Tally how many lines of the records below contain the string "outstretched". Reply with that number alone.

-- Start RECORDS SHOWN --

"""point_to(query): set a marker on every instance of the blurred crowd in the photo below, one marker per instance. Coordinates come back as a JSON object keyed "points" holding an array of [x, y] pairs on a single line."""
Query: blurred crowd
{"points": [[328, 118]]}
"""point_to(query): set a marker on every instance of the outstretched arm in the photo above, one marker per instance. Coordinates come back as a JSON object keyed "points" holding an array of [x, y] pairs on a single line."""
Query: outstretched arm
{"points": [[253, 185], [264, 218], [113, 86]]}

-- End RECORDS SHOWN --
-- Start RECORDS SHOWN --

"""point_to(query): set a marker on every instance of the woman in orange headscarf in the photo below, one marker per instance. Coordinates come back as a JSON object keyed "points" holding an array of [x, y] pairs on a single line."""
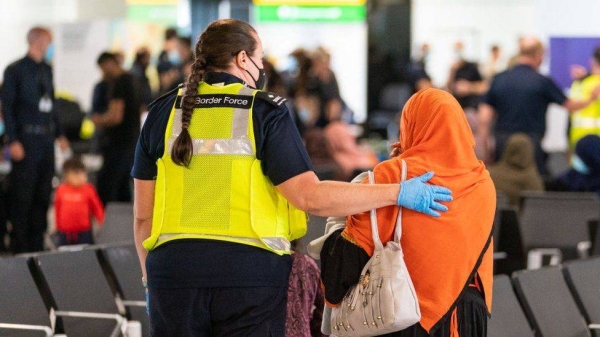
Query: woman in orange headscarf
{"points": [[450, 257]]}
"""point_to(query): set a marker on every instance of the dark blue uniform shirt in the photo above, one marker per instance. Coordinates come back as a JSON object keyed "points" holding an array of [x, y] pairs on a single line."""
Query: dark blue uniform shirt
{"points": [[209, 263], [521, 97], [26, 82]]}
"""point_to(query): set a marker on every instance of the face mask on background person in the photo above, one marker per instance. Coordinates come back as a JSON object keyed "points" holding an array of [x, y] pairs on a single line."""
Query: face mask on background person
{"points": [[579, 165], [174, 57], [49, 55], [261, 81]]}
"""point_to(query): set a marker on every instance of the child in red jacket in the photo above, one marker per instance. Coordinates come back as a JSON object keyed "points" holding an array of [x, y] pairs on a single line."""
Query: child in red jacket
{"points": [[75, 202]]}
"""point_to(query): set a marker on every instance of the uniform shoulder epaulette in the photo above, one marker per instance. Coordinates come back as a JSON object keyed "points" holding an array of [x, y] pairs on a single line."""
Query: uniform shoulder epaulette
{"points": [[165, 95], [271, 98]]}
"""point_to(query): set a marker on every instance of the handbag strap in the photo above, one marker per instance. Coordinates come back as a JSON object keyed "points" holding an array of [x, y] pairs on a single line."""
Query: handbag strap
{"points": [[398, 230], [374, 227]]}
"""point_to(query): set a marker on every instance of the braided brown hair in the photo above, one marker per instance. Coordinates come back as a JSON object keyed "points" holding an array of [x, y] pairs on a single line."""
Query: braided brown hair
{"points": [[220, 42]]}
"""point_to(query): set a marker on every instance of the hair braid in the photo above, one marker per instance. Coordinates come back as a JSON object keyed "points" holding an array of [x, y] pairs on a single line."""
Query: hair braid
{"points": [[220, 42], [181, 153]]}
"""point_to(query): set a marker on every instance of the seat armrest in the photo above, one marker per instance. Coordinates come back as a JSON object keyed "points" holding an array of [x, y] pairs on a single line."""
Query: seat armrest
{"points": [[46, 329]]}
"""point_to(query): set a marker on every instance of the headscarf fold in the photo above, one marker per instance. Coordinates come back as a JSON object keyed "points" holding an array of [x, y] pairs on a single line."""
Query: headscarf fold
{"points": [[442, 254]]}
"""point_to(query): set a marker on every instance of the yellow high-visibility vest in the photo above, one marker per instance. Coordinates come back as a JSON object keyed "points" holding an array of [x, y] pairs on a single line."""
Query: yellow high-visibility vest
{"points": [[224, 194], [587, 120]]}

-- End RECORDS SHOWN --

**THE REPLY**
2